Convert every line of the items below into a Markdown table with the columns Row and Line, numbering the rows in order and omitting blank lines.

#### Input data
'''

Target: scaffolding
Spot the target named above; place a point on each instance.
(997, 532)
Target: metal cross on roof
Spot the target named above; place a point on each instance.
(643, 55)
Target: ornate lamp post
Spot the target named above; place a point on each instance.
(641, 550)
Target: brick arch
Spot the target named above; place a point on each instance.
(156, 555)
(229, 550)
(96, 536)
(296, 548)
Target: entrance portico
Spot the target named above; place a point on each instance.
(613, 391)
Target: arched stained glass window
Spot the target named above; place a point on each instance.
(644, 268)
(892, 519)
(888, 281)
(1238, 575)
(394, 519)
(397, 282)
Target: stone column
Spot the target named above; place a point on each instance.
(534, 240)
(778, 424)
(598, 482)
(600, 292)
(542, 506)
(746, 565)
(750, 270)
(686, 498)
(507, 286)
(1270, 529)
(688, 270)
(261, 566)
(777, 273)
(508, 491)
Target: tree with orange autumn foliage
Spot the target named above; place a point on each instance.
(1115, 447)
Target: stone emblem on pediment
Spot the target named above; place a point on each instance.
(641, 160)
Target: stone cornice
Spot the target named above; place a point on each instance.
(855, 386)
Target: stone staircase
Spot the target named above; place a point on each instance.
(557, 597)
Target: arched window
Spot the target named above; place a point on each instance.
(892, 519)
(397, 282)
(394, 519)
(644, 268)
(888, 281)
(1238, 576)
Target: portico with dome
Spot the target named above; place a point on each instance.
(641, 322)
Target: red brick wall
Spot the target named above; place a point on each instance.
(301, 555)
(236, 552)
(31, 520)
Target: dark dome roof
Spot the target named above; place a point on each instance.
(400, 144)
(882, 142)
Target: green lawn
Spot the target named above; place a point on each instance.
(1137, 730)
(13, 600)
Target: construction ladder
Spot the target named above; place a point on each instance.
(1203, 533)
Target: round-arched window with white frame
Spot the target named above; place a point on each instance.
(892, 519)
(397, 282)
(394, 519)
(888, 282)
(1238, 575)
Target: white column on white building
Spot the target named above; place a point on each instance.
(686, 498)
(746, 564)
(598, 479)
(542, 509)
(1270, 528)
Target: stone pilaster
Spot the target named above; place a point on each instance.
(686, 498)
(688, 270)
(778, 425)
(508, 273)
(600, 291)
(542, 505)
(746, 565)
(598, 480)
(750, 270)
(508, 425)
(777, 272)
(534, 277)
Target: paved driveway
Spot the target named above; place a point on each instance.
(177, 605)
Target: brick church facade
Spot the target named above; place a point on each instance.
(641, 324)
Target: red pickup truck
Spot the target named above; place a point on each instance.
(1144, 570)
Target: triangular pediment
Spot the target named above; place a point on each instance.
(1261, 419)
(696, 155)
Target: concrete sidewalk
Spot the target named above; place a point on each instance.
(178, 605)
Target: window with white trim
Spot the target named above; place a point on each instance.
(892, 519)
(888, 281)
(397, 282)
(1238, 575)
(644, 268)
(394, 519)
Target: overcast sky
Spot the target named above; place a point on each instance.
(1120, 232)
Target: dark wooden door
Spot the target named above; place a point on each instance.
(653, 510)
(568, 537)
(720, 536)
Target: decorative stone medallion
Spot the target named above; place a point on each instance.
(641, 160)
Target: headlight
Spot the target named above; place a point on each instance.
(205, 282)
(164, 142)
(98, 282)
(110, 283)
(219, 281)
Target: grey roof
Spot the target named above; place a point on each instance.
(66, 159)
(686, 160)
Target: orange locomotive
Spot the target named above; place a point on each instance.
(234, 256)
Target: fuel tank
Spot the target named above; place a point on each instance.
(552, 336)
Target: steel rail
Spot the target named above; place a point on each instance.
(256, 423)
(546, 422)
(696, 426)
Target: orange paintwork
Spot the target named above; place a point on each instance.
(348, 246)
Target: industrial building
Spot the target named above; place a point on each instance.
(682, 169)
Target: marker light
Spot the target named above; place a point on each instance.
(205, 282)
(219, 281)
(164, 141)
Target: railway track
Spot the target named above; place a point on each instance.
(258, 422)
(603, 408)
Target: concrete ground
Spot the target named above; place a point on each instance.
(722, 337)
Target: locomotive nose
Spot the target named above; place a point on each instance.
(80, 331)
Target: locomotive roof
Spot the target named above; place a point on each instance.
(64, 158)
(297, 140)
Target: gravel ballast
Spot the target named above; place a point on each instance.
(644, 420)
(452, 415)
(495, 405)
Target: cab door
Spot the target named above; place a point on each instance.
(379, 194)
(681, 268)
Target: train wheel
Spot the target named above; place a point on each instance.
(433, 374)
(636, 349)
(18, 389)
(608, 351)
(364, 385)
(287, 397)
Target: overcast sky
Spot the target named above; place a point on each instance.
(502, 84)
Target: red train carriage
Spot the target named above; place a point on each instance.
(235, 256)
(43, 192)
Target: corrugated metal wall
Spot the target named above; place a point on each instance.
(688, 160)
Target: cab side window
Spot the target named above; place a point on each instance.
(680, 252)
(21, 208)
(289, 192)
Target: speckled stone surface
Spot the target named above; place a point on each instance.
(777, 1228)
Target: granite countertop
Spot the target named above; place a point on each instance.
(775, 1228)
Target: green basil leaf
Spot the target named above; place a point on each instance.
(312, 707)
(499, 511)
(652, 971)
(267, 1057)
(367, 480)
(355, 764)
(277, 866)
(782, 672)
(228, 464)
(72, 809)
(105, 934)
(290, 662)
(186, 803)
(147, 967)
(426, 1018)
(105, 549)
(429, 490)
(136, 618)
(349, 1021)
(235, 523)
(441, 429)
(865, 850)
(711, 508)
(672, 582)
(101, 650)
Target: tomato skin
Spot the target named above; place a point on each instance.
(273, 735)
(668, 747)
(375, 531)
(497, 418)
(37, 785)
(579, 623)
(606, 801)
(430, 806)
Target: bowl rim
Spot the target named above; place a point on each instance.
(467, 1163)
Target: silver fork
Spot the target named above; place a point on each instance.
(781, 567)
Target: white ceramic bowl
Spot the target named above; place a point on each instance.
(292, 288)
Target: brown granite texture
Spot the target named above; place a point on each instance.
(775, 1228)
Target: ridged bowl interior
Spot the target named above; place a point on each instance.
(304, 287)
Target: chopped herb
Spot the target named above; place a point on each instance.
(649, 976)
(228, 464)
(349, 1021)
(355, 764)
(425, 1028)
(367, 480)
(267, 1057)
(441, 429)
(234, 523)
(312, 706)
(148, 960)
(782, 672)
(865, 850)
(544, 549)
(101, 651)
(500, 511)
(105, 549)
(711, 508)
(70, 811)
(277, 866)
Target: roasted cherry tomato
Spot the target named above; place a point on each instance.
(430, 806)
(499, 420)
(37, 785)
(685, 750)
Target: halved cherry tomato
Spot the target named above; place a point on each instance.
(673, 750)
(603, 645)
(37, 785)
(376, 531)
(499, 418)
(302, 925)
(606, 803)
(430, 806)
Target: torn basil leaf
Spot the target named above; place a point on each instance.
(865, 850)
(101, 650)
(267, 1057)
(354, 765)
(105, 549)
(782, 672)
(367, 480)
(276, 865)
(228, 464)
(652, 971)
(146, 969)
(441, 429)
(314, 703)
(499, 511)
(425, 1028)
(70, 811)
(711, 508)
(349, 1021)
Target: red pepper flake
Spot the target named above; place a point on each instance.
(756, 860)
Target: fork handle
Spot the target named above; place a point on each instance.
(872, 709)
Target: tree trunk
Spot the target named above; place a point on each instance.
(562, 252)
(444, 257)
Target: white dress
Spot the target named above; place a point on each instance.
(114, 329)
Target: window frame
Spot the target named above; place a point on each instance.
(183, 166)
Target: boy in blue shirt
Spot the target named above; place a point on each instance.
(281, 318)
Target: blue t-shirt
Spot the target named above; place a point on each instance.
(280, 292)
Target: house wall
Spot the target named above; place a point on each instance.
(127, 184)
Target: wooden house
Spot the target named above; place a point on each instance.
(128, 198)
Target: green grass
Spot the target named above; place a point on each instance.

'''

#### Output of the exercise
| Row | Line |
|---|---|
| 1 | Target: scaffolding |
| 2 | Spot the target named above; place a point on each instance. |
| 3 | (997, 532) |
| 4 | Target: metal cross on roof |
| 5 | Spot the target named above; place a point on each instance. |
| 6 | (643, 55) |
| 7 | Target: ornate lamp post |
| 8 | Spot the target named above; place a point on each instance. |
| 9 | (641, 550) |
| 10 | Target: brick arch |
| 11 | Spot the target named above; place a point on each instance. |
| 12 | (156, 555) |
| 13 | (229, 550) |
| 14 | (96, 536) |
| 15 | (296, 548) |
| 16 | Target: entrance portico |
| 17 | Spot the target named above; place a point on each instance. |
| 18 | (613, 391) |
| 19 | Target: arched stained glass window |
| 20 | Spot the target named above; place a point on each instance. |
| 21 | (644, 268) |
| 22 | (892, 519) |
| 23 | (888, 281) |
| 24 | (1238, 575) |
| 25 | (394, 519) |
| 26 | (397, 282) |
| 27 | Target: stone column |
| 28 | Spot the target named above; place a point on each instance. |
| 29 | (534, 240) |
| 30 | (778, 424) |
| 31 | (598, 482) |
| 32 | (600, 292) |
| 33 | (542, 506) |
| 34 | (746, 565) |
| 35 | (750, 270) |
| 36 | (686, 498) |
| 37 | (507, 286) |
| 38 | (1270, 529) |
| 39 | (688, 270) |
| 40 | (261, 566) |
| 41 | (777, 273) |
| 42 | (508, 491) |
| 43 | Target: tree with orange autumn foliage |
| 44 | Spot the target named above; place a point on each instance. |
| 45 | (1115, 447) |
| 46 | Target: stone emblem on pediment |
| 47 | Spot the target named above; place a point on each instance. |
| 48 | (641, 160) |
| 49 | Target: stone cornice |
| 50 | Spot the target named above; place a point on each instance. |
| 51 | (855, 386) |
| 52 | Target: stone staircase |
| 53 | Spot the target named above; place a point on each instance. |
| 54 | (557, 597) |
| 55 | Target: arched window |
| 56 | Spot the target named above; place a point on each instance. |
| 57 | (892, 519) |
| 58 | (397, 282) |
| 59 | (394, 519) |
| 60 | (644, 268) |
| 61 | (888, 281) |
| 62 | (1238, 576) |
| 63 | Target: portico with dome |
| 64 | Spot the target named above; place a point on each instance. |
| 65 | (641, 322) |
| 66 | Target: red brick wall |
| 67 | Spot the target named above; place a point on each instance. |
| 68 | (301, 555) |
| 69 | (236, 552) |
| 70 | (31, 520) |
| 71 | Target: dark dome roof |
| 72 | Spot the target named above; place a point on each instance. |
| 73 | (400, 144) |
| 74 | (882, 142) |
| 75 | Target: green lawn |
| 76 | Spot the target named above; place a point on each instance. |
| 77 | (1137, 730) |
| 78 | (13, 600) |
| 79 | Target: construction ladder |
| 80 | Spot the target named above; place a point on each instance. |
| 81 | (1203, 533) |
| 82 | Target: round-arched window with white frame |
| 83 | Spot the target named above; place a point on each instance. |
| 84 | (892, 519) |
| 85 | (397, 282) |
| 86 | (394, 519) |
| 87 | (888, 282) |
| 88 | (1238, 575) |
| 89 | Target: white column on white building |
| 90 | Spot the target named above; place a point on each instance. |
| 91 | (686, 498) |
| 92 | (746, 564) |
| 93 | (598, 479) |
| 94 | (542, 509) |
| 95 | (1270, 528) |
| 96 | Target: stone pilaster |
| 97 | Spot the target named above; place a point on each instance. |
| 98 | (686, 498) |
| 99 | (688, 270) |
| 100 | (778, 425) |
| 101 | (508, 273) |
| 102 | (600, 291) |
| 103 | (542, 505) |
| 104 | (746, 565) |
| 105 | (598, 480) |
| 106 | (750, 270) |
| 107 | (508, 425) |
| 108 | (777, 272) |
| 109 | (534, 277) |
| 110 | Target: paved driveway |
| 111 | Spot the target named above; place a point on each instance. |
| 112 | (177, 605) |
| 113 | Target: brick church facade |
| 114 | Spot the target named above; place a point on each instance. |
| 115 | (641, 324) |
| 116 | Target: red pickup truck |
| 117 | Spot the target named above; place a point on each instance. |
| 118 | (1144, 570) |
| 119 | Target: triangular pediment |
| 120 | Spot the target named above; place a point on each instance. |
| 121 | (1261, 419) |
| 122 | (696, 155) |
| 123 | Target: concrete sidewalk |
| 124 | Spot the target named above; place a point on each instance. |
| 125 | (178, 605) |
| 126 | Target: window with white trim |
| 127 | Spot the target named above; place a point on each instance. |
| 128 | (892, 519) |
| 129 | (888, 281) |
| 130 | (397, 282) |
| 131 | (1238, 575) |
| 132 | (644, 268) |
| 133 | (394, 519) |
| 134 | Target: overcast sky |
| 135 | Spot the target named above; place a point on each instance. |
| 136 | (1120, 232) |
| 137 | Target: dark wooden door |
| 138 | Spot the target named above; place a point on each instance. |
| 139 | (653, 510) |
| 140 | (568, 537) |
| 141 | (720, 536) |
| 142 | Target: decorative stone medallion |
| 143 | Spot the target named above; place a point on each instance. |
| 144 | (641, 160) |
| 145 | Target: headlight |
| 146 | Spot the target named above; place a point on each instance. |
| 147 | (205, 282) |
| 148 | (164, 142) |
| 149 | (98, 282) |
| 150 | (110, 283) |
| 151 | (219, 281) |
| 152 | Target: grey roof |
| 153 | Spot the target named above; place a point on each instance. |
| 154 | (66, 159) |
| 155 | (686, 160) |
| 156 | Target: orange locomotive |
| 157 | Spot the target named above; place a point on each instance. |
| 158 | (234, 256) |
| 159 | Target: fuel tank |
| 160 | Spot the target named above; place a point on each instance. |
| 161 | (552, 336) |
| 162 | Target: steel rail |
| 163 | Spot the target named above; place a point on each instance. |
| 164 | (256, 423) |
| 165 | (546, 422) |
| 166 | (696, 426) |
| 167 | Target: orange paintwork |
| 168 | Spot the target named above; place a point on each instance. |
| 169 | (348, 246) |
| 170 | Target: industrial building |
| 171 | Spot the target named above; place a point on each instance. |
| 172 | (682, 169) |
| 173 | Target: marker light |
| 174 | Spot the target named above; place a point on each instance. |
| 175 | (205, 282) |
| 176 | (219, 281) |
| 177 | (164, 141) |
| 178 | Target: railway track |
| 179 | Spot the target named above; place a point on each instance. |
| 180 | (258, 422) |
| 181 | (603, 408) |
| 182 | Target: concrete ground |
| 183 | Spot the target named above; place a point on each instance. |
| 184 | (722, 337) |
| 185 | Target: locomotive nose |
| 186 | Spot the target named above; place a point on each instance. |
| 187 | (80, 331) |
| 188 | Target: locomotive roof |
| 189 | Spot the target named above; place a point on each instance. |
| 190 | (64, 158) |
| 191 | (297, 140) |
| 192 | Target: gravel ballast |
| 193 | Spot the target named above; place a point on each instance. |
| 194 | (644, 420) |
| 195 | (452, 415) |
| 196 | (495, 405) |
| 197 | Target: cab door |
| 198 | Spot the target named above; place a point on each instance. |
| 199 | (379, 194) |
| 200 | (681, 268) |
| 201 | Target: train wheel |
| 202 | Spot the target named above; place a point on each instance. |
| 203 | (433, 374) |
| 204 | (636, 349) |
| 205 | (18, 389) |
| 206 | (608, 351) |
| 207 | (364, 385) |
| 208 | (287, 397) |
| 209 | Target: overcast sky |
| 210 | Spot the target named above; place a point on each instance. |
| 211 | (502, 84) |
| 212 | Target: red train carriage |
| 213 | Spot the target named above; place a point on each instance. |
| 214 | (235, 256) |
| 215 | (43, 192) |
| 216 | Target: corrugated metal wall |
| 217 | Spot the target named above; place a point on each instance. |
| 218 | (688, 160) |
| 219 | Target: cab side window |
| 220 | Spot the target named above; place a point on each instance. |
| 221 | (680, 252) |
| 222 | (21, 208) |
| 223 | (289, 192) |
| 224 | Target: speckled stone surface |
| 225 | Spot the target named above; place a point on each instance. |
| 226 | (777, 1228) |
| 227 | Target: granite countertop |
| 228 | Spot the target named above; place a point on each instance. |
| 229 | (775, 1228) |
| 230 | Target: green basil leaf |
| 231 | Spot the target named above; place a point on each instance. |
| 232 | (312, 707) |
| 233 | (499, 511) |
| 234 | (652, 971) |
| 235 | (267, 1057) |
| 236 | (367, 480) |
| 237 | (355, 764) |
| 238 | (277, 866) |
| 239 | (782, 672) |
| 240 | (228, 464) |
| 241 | (72, 809) |
| 242 | (105, 934) |
| 243 | (290, 662) |
| 244 | (186, 803) |
| 245 | (147, 967) |
| 246 | (426, 1018) |
| 247 | (105, 549) |
| 248 | (429, 490) |
| 249 | (136, 618) |
| 250 | (349, 1021) |
| 251 | (235, 523) |
| 252 | (441, 429) |
| 253 | (865, 850) |
| 254 | (711, 508) |
| 255 | (672, 582) |
| 256 | (101, 650) |
| 257 | Target: tomato skin |
| 258 | Spot the target named above; place a point on each instance. |
| 259 | (273, 735) |
| 260 | (668, 747) |
| 261 | (375, 531) |
| 262 | (497, 418) |
| 263 | (37, 785) |
| 264 | (579, 623) |
| 265 | (606, 801) |
| 266 | (430, 806) |
| 267 | Target: bowl rim |
| 268 | Spot the target named above; place a point on each instance. |
| 269 | (467, 1163) |
| 270 | Target: silver fork |
| 271 | Spot the target named above; place a point on each instance. |
| 272 | (781, 567) |
| 273 | Target: white ceramic bowl |
| 274 | Spot the target named above; place a point on each instance. |
| 275 | (292, 288) |
| 276 | Target: brown granite texture |
| 277 | Spot the target named above; place a point on each instance. |
| 278 | (775, 1228) |
| 279 | Target: ridged bowl interior |
| 280 | Spot the target named above; place a point on each instance. |
| 281 | (304, 287) |
| 282 | Target: chopped herb |
| 283 | Spot the target named above; place a point on each instance. |
| 284 | (649, 976) |
| 285 | (228, 464) |
| 286 | (349, 1021) |
| 287 | (355, 764) |
| 288 | (425, 1028) |
| 289 | (367, 480) |
| 290 | (267, 1057) |
| 291 | (441, 429) |
| 292 | (234, 523) |
| 293 | (312, 706) |
| 294 | (148, 960) |
| 295 | (782, 672) |
| 296 | (865, 850) |
| 297 | (544, 549) |
| 298 | (101, 651) |
| 299 | (500, 511) |
| 300 | (105, 549) |
| 301 | (711, 508) |
| 302 | (70, 811) |
| 303 | (277, 866) |
| 304 | Target: roasted cherry tomato |
| 305 | Spot the target named above; place a point on each instance. |
| 306 | (430, 806) |
| 307 | (499, 420) |
| 308 | (37, 785) |
| 309 | (685, 750) |
| 310 | Target: halved cherry tomato |
| 311 | Spot the target named above; place a point on each instance. |
| 312 | (673, 750) |
| 313 | (603, 645) |
| 314 | (37, 785) |
| 315 | (376, 531) |
| 316 | (499, 418) |
| 317 | (302, 925) |
| 318 | (606, 803) |
| 319 | (430, 806) |
| 320 | Target: torn basil leaf |
| 321 | Spot the target named above; place a point on each instance. |
| 322 | (865, 850) |
| 323 | (101, 650) |
| 324 | (267, 1057) |
| 325 | (354, 765) |
| 326 | (105, 549) |
| 327 | (782, 672) |
| 328 | (367, 480) |
| 329 | (276, 865) |
| 330 | (228, 464) |
| 331 | (652, 971) |
| 332 | (146, 969) |
| 333 | (441, 429) |
| 334 | (314, 703) |
| 335 | (499, 511) |
| 336 | (425, 1028) |
| 337 | (70, 811) |
| 338 | (711, 508) |
| 339 | (349, 1021) |
| 340 | Target: red pepper flake |
| 341 | Spot the target named above; place a point on each instance. |
| 342 | (756, 860) |
| 343 | Target: fork handle |
| 344 | Spot the target named above; place a point on each instance. |
| 345 | (872, 709) |
| 346 | Target: tree trunk |
| 347 | Spot the target named above; place a point on each instance. |
| 348 | (562, 252) |
| 349 | (444, 257) |
| 350 | Target: white dress |
| 351 | Spot the target named above; place a point on each instance. |
| 352 | (114, 329) |
| 353 | Target: window frame |
| 354 | Spot the target named above; place a point on each instance. |
| 355 | (183, 166) |
| 356 | Target: boy in blue shirt |
| 357 | Spot the target named above; place a point on each instance. |
| 358 | (281, 318) |
| 359 | Target: blue t-shirt |
| 360 | Spot the target named above; place a point on each instance. |
| 361 | (280, 292) |
| 362 | Target: house wall |
| 363 | Spot the target named above; place a point on each instance. |
| 364 | (127, 184) |
| 365 | Target: wooden house |
| 366 | Spot the target named above; place a point on each instance. |
| 367 | (128, 198) |
| 368 | Target: green grass |
| 369 | Spot the target named above; place a point on each instance. |